- Requirements:
Produce a word-for-word copy of the listing below without its pictures.

- Given entries:
* * * * * * * * *

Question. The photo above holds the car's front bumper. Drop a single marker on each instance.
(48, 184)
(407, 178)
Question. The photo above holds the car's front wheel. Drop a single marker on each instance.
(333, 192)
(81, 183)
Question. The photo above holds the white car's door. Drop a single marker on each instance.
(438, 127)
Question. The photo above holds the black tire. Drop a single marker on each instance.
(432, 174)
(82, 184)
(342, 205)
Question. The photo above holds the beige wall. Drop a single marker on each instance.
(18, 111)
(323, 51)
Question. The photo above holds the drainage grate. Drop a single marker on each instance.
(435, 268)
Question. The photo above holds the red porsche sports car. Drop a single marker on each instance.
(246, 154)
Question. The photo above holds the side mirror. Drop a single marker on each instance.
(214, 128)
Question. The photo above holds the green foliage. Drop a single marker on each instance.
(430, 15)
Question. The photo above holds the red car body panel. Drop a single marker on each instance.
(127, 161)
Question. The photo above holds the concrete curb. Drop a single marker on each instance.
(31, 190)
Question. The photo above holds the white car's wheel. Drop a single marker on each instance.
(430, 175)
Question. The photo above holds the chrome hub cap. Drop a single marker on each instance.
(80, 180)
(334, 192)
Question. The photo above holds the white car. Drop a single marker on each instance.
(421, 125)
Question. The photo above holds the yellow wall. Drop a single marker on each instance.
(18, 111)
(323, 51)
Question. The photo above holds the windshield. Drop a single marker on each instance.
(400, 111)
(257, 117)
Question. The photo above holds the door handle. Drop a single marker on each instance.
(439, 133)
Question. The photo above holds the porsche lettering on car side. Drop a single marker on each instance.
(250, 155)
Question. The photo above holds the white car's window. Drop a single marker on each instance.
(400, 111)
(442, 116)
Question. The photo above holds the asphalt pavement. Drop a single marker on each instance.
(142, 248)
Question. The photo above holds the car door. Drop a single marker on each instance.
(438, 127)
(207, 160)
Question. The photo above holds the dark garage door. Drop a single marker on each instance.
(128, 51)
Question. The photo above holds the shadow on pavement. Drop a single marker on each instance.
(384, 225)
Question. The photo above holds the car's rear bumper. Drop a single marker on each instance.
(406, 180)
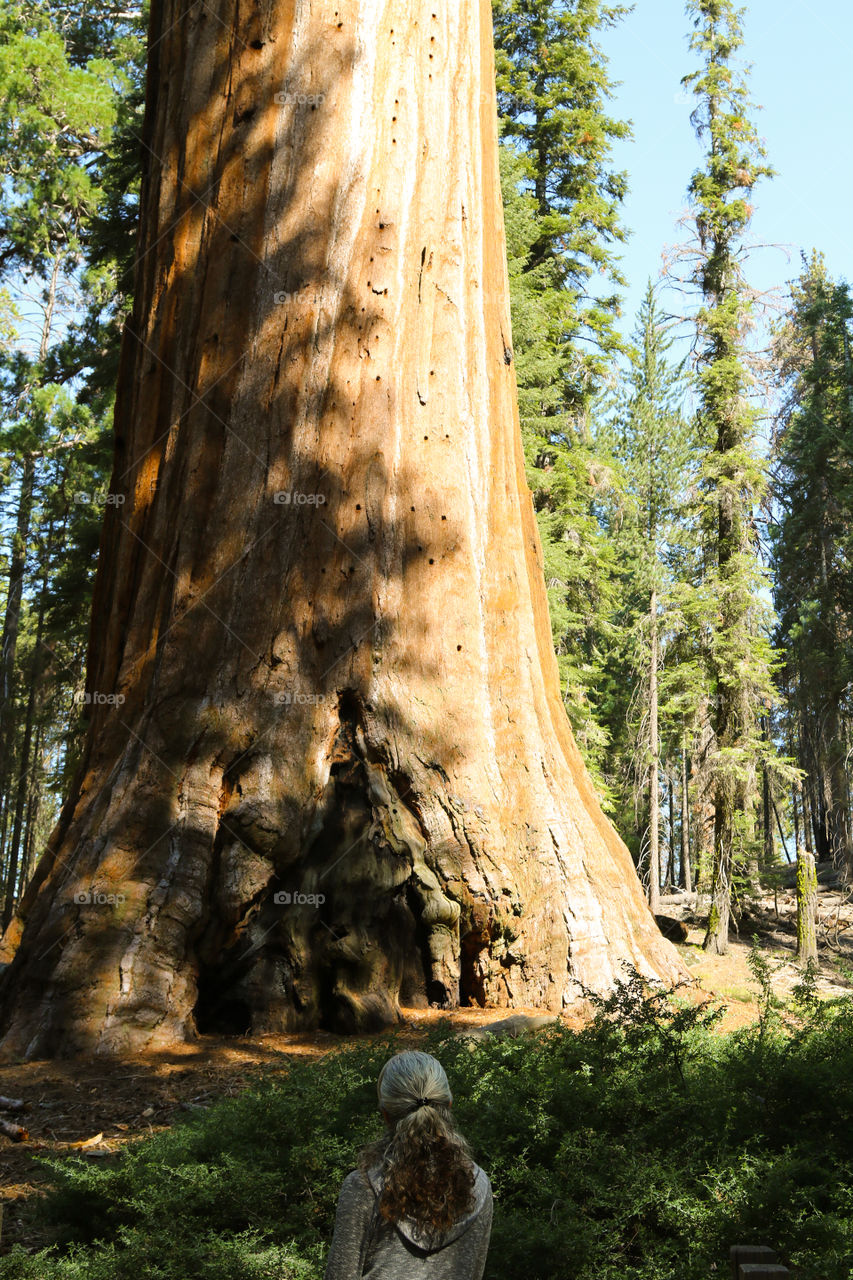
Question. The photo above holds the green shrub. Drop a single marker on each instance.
(638, 1148)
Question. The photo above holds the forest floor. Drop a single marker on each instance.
(91, 1109)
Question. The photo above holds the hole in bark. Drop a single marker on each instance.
(218, 1013)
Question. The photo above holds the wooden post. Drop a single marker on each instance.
(743, 1253)
(806, 906)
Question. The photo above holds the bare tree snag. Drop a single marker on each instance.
(806, 906)
(320, 612)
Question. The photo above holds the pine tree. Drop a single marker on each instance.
(812, 544)
(652, 440)
(733, 472)
(553, 85)
(561, 200)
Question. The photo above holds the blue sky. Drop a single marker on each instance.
(801, 58)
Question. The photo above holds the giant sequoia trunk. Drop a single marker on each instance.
(341, 778)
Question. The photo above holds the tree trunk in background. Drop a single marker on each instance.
(9, 643)
(670, 863)
(687, 878)
(341, 777)
(806, 906)
(653, 769)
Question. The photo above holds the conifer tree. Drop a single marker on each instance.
(733, 472)
(652, 440)
(562, 199)
(812, 544)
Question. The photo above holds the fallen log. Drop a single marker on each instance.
(13, 1130)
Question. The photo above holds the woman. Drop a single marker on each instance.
(418, 1205)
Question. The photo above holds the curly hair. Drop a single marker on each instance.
(424, 1161)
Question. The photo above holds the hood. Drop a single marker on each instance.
(430, 1240)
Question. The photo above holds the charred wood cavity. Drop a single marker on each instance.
(356, 928)
(218, 1010)
(392, 933)
(477, 938)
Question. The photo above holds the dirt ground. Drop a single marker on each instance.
(94, 1107)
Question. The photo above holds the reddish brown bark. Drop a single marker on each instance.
(352, 696)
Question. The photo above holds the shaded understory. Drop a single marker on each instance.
(638, 1147)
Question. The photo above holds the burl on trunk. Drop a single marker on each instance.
(328, 771)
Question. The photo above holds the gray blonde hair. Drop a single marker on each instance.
(424, 1161)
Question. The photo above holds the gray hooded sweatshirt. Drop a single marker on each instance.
(365, 1244)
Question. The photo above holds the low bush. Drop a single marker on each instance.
(637, 1148)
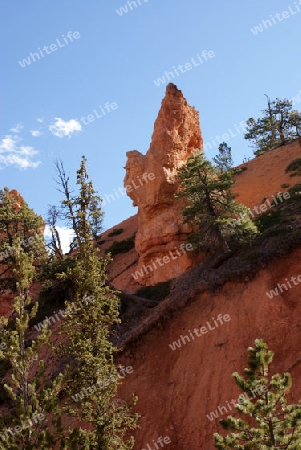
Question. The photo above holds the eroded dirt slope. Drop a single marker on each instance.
(178, 388)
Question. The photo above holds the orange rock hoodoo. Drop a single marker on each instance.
(150, 183)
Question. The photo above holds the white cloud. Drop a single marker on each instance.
(66, 236)
(61, 128)
(16, 129)
(35, 133)
(14, 154)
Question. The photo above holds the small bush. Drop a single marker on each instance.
(115, 232)
(157, 292)
(121, 246)
(268, 219)
(295, 167)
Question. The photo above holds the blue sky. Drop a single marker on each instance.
(112, 59)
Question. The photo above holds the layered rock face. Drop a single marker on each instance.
(150, 183)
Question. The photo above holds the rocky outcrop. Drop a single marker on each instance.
(150, 183)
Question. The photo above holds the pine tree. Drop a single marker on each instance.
(224, 159)
(88, 320)
(273, 424)
(33, 421)
(216, 217)
(277, 126)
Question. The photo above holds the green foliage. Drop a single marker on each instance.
(122, 246)
(272, 423)
(239, 170)
(295, 167)
(99, 424)
(115, 232)
(278, 125)
(35, 405)
(224, 159)
(216, 217)
(157, 292)
(17, 220)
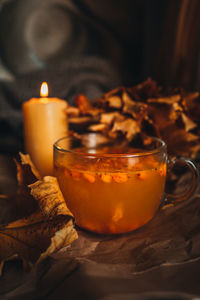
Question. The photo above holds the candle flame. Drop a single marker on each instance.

* * * * * * * * *

- Written response:
Question. The photo above holds the car's front bumper. Drop a single marker on each instance.
(48, 184)
(407, 178)
Question. The photo above holds the car's front wheel. Drop a single marker on each instance.
(333, 192)
(81, 183)
Question. The photo above holds the white car's door. Drop a single marker on each instance.
(438, 127)
Question. The photo above holds the black tire. Drop a single marker on each instance.
(432, 174)
(82, 184)
(342, 205)
Question. The photo above holds the beige wall. Drop a single marker on each instance.
(18, 111)
(323, 51)
Question. The photo above holds the drainage grate. Drop a single marker on each instance.
(435, 268)
Question. The photo above holds the red porsche sports car. Drop a single marker on each instance.
(246, 154)
Question. The photo above holds the side mirror. Drop a single marker on each instance.
(214, 128)
Question. The photo above holds the green foliage. Drop a single marker on each instance.
(430, 15)
Question. The photo above holds the red car body panel. Drop a single marker on each instance.
(127, 161)
Question. The photo above holds the concrete curb. Drop a single marker on each instance.
(31, 190)
Question. The photo above holds the white car's wheel. Drop a single marker on each instance.
(430, 175)
Question. The photo above holds the chrome hub cap. Drop a single marker on each instance.
(80, 180)
(334, 192)
Question. The photo above holds the white car. Drop a single marker on each instance.
(421, 125)
Question. The photo above holds the yellow wall. Drop a single marker on each instance.
(18, 111)
(323, 51)
Question. The photo above holds the windshield. Drop a single marker on each instance.
(400, 111)
(257, 117)
Question. The photo above holds the door handle. Drop a single marker on each instance.
(439, 133)
Question. The photo above holds the porsche lettering on car side. Drop a single marker on each instance.
(250, 155)
Question. The photo above holds the white car's window. Drop a single marker on each instance.
(400, 111)
(442, 116)
Question. The photo above holds the asphalt pavement. Drop a single marker on each instance.
(142, 248)
Question. The photo above holds the car door. Drop a single marker on each instance.
(438, 127)
(207, 160)
Question. The photo above holds the dark garage door. Drop a single marker on each instance.
(128, 51)
Question. The photo above holds the shadow on pavement. Drop a single marker on each instance.
(384, 225)
Question. The photo above holds the car's rear bumper. Drop a single marker on each instance.
(406, 180)
Question. The photo above holds the green shrub. Drop a single marker on each instance.
(638, 1148)
Question. The photo above holds the forest floor. Drop a single marker on each instance.
(91, 1109)
Question. The photo above holds the hole in bark. Drop a single marker on each instance.
(218, 1013)
Question. The photo above holds the wooden post. Drop a single marker on each instance.
(743, 1253)
(806, 906)
Question. The photo above holds the bare tree snag. Drop a single marker on each instance.
(806, 906)
(320, 612)
Question. The photo above holds the pine tree. Drop a single marker on each instance.
(812, 544)
(652, 440)
(733, 472)
(553, 85)
(561, 200)
Question. The photo above holds the blue sky. Drop a single marker on each instance.
(801, 58)
Question. The photo above holds the giant sequoia trunk. Drop a single marker on each instance.
(341, 778)
Question. The photo above holds the tree trunk in background. Drop a single marker on each instance.
(9, 643)
(670, 863)
(687, 878)
(341, 777)
(806, 906)
(653, 769)
Question. The photo above holds the conifer tree. Drop a single marker on each instance.
(733, 472)
(652, 440)
(562, 199)
(812, 544)
Question. The photo above holds the fallen log. Drop a single marker on each instance.
(13, 1130)
Question. The photo above holds the woman. Drop a single marker on each instance.
(418, 1205)
Question. The photo above holds the curly hair. Drop a single marker on each instance.
(424, 1161)
Question. The photo above holds the hood. Drop a single marker on each instance.
(430, 1240)
Question. The photo above holds the charred wood cavity. Drop a single marker on each instance.
(356, 928)
(218, 1010)
(392, 933)
(477, 938)
Question. The photo above holds the dirt ground. Drop a single marker on each instance.
(94, 1107)
Question. The photo above holds the reddish brown bark. Drop a single marker on each instance.
(352, 696)
Question. The photo above holds the shaded understory. Drop a single marker on each instance.
(638, 1147)
Question. The photo above holds the burl on trunk. Drop a single marker on each instance.
(328, 771)
Question. The photo above holds the gray blonde hair. Drop a single marker on each instance.
(424, 1161)
Question. The photo above holds the gray hooded sweatshirt. Drop a single marker on each instance.
(365, 1244)
Question. The photo above holds the low bush. Drop a single marker on each instance.
(637, 1148)
Question. The photo above holds the eroded dirt slope. Drop a single marker on each instance.
(178, 388)
Question. The photo above holds the orange rock hoodoo. Drop a single marker on each instance.
(150, 183)
Question. The photo above holds the white cloud. Drop a single marker on each instance.
(66, 236)
(61, 128)
(16, 129)
(35, 133)
(14, 154)
Question. The photo above holds the small bush. Drop a single marker on each instance.
(115, 232)
(157, 292)
(121, 246)
(268, 219)
(295, 167)
Question. The photo above holds the blue sky. Drop a single marker on each instance.
(112, 59)
Question. The photo above holds the layered rock face. Drop a single marker on each instance.
(150, 183)
Question. The photo above holds the rocky outcrop. Drop a single marker on each instance.
(150, 183)
Question. The photo above holds the pine tree. Drop a single marker on each instance.
(224, 159)
(88, 320)
(273, 424)
(33, 421)
(216, 217)
(277, 126)
Question. The photo above holds the green foliage. Drop a single marker on each instance.
(122, 246)
(272, 423)
(239, 170)
(295, 167)
(99, 424)
(115, 232)
(278, 125)
(35, 405)
(224, 159)
(216, 217)
(157, 292)
(17, 220)
Question. The photo above holds the candle flame. Drop a single marker on each instance.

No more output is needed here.